§ TASK PROMPT
Switch "outline_instances" to "trace_instances" everywhere it appears in these lines, changing nothing else, and leave the pictures out of your answer.

-- Begin STORED DATA --

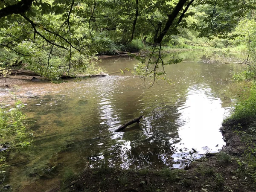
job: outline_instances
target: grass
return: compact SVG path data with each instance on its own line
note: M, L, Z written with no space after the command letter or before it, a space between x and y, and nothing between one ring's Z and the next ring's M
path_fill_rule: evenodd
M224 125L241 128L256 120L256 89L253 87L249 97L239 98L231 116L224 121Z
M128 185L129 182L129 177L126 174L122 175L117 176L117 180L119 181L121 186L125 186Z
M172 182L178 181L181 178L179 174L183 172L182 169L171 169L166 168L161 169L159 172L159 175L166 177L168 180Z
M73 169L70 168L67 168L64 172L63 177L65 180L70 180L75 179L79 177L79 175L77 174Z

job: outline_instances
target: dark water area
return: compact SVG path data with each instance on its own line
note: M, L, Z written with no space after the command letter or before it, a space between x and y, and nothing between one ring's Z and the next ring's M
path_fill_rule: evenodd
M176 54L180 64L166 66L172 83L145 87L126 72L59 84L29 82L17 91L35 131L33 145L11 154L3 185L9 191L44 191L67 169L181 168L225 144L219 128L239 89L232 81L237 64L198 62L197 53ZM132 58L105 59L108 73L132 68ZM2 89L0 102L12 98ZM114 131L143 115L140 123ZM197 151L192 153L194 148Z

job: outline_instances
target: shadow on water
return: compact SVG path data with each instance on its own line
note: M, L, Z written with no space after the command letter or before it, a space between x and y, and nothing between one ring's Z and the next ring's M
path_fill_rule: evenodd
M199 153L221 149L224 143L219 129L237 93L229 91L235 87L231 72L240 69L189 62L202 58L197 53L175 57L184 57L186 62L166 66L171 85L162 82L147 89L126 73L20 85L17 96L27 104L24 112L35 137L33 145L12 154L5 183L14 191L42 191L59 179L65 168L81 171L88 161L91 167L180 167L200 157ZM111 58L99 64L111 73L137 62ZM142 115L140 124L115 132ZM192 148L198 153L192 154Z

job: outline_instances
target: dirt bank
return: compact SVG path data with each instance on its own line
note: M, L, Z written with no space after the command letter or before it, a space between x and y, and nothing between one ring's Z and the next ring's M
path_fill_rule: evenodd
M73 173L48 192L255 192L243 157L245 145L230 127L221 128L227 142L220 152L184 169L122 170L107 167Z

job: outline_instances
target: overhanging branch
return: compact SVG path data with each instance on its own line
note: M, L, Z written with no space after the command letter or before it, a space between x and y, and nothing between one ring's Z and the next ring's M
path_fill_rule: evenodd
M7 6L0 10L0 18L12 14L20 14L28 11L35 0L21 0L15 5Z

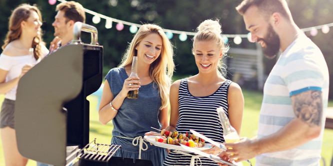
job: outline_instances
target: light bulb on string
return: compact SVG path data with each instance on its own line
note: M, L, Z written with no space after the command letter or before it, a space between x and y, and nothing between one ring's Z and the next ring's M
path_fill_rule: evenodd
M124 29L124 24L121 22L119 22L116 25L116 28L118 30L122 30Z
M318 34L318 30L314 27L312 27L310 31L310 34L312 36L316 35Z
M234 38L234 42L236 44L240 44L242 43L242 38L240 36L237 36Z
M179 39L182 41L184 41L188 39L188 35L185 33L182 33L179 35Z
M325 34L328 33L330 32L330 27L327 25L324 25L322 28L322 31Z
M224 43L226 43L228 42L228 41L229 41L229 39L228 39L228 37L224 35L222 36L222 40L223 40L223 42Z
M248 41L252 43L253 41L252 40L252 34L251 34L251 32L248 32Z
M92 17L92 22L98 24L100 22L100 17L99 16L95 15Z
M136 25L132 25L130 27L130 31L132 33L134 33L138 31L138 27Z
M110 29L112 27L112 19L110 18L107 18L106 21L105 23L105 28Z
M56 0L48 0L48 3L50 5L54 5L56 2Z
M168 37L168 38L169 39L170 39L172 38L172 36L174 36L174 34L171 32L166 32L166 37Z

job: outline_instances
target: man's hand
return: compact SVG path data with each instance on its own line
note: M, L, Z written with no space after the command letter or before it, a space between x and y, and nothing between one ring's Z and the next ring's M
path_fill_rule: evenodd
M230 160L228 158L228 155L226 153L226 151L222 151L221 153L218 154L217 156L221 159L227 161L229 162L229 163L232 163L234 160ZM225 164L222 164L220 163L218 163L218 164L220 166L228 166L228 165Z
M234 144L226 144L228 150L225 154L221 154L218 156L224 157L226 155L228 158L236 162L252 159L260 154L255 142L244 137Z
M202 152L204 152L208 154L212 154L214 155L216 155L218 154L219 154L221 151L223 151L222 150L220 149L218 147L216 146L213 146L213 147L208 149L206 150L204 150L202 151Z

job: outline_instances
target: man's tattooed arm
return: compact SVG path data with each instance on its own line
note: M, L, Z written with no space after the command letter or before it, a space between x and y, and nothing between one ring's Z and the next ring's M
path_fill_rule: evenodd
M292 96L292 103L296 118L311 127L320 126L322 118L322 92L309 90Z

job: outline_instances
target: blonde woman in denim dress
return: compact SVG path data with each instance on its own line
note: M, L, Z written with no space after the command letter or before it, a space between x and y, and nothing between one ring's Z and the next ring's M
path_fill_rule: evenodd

-- End STORED DATA --

§ WRITTEN ANSWER
job: trace_instances
target: grass
return: compact SVG path data with each instance on its own line
note: M, L, Z written with no space after the command letter or before it, a space between x and y, and nothing between one ring's Z and the next ring's M
path_fill_rule: evenodd
M224 125L241 128L256 120L256 89L253 87L249 97L239 98L231 116L224 121Z
M128 185L129 182L129 177L126 174L122 175L117 176L117 180L119 181L121 186L125 186Z
M172 182L178 181L181 178L179 174L183 172L182 169L171 169L166 168L161 169L159 172L159 175L166 177L168 180Z
M73 169L70 168L67 168L64 172L63 177L65 180L70 180L75 179L79 177L79 175L77 174Z

job: trace_instances
target: dark water area
return: compact SVG path data with each instance on its own line
note: M, L, Z written with no space after the command letter or before it, a space between x and y, and nothing between one ring's Z and the next ring's M
path_fill_rule: evenodd
M176 54L180 64L166 66L172 83L145 87L126 72L59 84L29 82L17 91L35 131L33 145L11 154L3 185L9 191L44 191L67 169L181 168L225 144L219 128L239 89L232 81L237 64L198 62L197 53ZM132 58L105 59L108 73L132 68ZM2 89L0 102L12 98ZM114 131L143 115L140 123ZM197 151L192 153L194 148Z

job: trace_instances
target: shadow on water
return: compact SVG path data with each instance on its own line
note: M, L, Z written with no space after the command letter or before it, a space between x and y, and nothing between one ring's Z and the next ring's M
path_fill_rule: evenodd
M199 153L221 149L224 143L219 129L237 93L229 91L235 87L231 72L240 69L189 62L202 58L197 53L175 57L184 57L186 62L166 66L171 85L162 82L147 89L126 73L20 85L17 96L27 104L24 112L35 137L33 145L12 154L5 183L14 191L42 191L59 179L65 168L81 171L88 161L91 167L180 167L200 157ZM111 58L99 64L111 73L137 62ZM142 115L140 124L115 132ZM192 148L198 153L192 154Z

job: trace_instances
target: dirt bank
return: compact SVG path data with each instance on its own line
note: M, L, Z written with no space after the command letter or before it, a space between x and y, and nothing between one ring's Z and the next ring's M
path_fill_rule: evenodd
M73 173L48 192L255 192L243 157L245 145L230 127L221 128L227 142L220 152L184 169L122 170L107 167Z

job: trace_instances
target: overhanging branch
return: compact SVG path data with each instance on its own line
note: M, L, Z written with no space after the command letter or before it, a space between x and y, and nothing between one ring's Z and the next ring's M
path_fill_rule: evenodd
M7 6L0 10L0 18L12 14L20 14L28 11L35 0L21 0L15 5Z

job: trace_instances
target: light bulb on string
return: compact SVG path data with each instance on its own line
note: M, L, Z written with no space after the command letter or before it, a space between x and y, and nothing between one ring's Z and the next ring's M
path_fill_rule: evenodd
M124 29L124 24L121 22L119 22L116 25L116 28L118 30L122 30Z
M318 34L318 30L314 27L312 27L310 31L310 34L312 36L316 35Z
M234 38L234 42L236 44L240 44L242 43L242 38L240 36L237 36Z
M179 39L182 41L184 41L188 39L188 35L185 33L182 33L179 35Z
M325 34L328 33L330 32L330 27L327 25L324 25L322 28L322 31Z
M224 43L226 43L228 42L228 41L229 41L229 39L228 39L228 37L224 35L222 36L222 40L223 40L223 42Z
M248 41L252 43L253 41L252 40L252 34L251 34L251 32L248 32Z
M92 17L92 22L98 24L100 22L100 17L99 16L95 15Z
M136 25L132 25L130 27L130 31L132 33L134 33L138 31L138 27Z
M110 29L112 27L112 19L110 18L107 18L106 21L105 23L105 28Z
M56 0L48 0L48 3L50 5L54 5L56 2Z
M168 37L168 38L169 39L170 39L172 38L172 36L174 36L174 34L171 32L166 32L166 37Z

job: trace_instances
target: man's hand
return: compact SVG path data with each instance on its own line
note: M, L, Z written with no space after the command letter or before it, a space between x and y, and nothing between one ring's Z and the next ring's M
path_fill_rule: evenodd
M230 160L228 158L228 155L226 153L226 151L222 151L221 153L218 154L217 156L221 159L227 161L229 162L229 163L232 163L234 160ZM225 164L222 164L220 163L218 163L218 164L220 166L228 166L228 165Z
M234 144L226 144L228 150L225 154L221 154L218 156L224 157L226 155L228 158L236 162L252 159L260 154L255 142L244 137Z
M202 152L204 152L208 154L212 154L214 155L216 155L218 154L219 154L221 151L223 151L222 150L220 149L218 147L216 146L213 146L213 147L208 149L206 150L204 150L202 151Z

job: trace_instances
target: man's tattooed arm
return: compact SVG path data with each instance on its own line
note: M, L, Z written with no space after the command letter or before it, a space between x and y, and nothing between one ring's Z and the next ring's M
path_fill_rule: evenodd
M292 96L292 103L296 118L311 127L320 126L322 118L322 92L309 90Z

job: trace_instances
target: blonde woman in denim dress
return: compact SVG path data with each instance on its own line
note: M, L, Z written with no space after the command letter or before it, a space between x and y, and nothing between one ring's Z and the next ring's M
path_fill_rule: evenodd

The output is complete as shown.